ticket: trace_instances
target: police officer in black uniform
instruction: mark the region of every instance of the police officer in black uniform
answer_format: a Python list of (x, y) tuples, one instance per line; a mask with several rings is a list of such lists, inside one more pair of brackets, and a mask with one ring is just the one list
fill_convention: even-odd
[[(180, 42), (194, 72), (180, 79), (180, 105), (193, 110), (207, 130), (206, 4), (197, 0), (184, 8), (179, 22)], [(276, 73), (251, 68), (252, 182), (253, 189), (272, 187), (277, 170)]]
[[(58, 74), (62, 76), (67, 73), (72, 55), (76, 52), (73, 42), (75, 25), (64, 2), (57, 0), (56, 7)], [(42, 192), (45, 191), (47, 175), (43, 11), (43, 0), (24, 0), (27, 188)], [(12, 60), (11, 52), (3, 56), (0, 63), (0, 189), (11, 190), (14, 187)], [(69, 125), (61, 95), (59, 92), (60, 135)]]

Stated problem
Locate every line in the material that contains the word "uniform" and copy each of those lines.

Written solution
target: police officer in black uniform
instruction: mark the region of every instance of the police officer in black uniform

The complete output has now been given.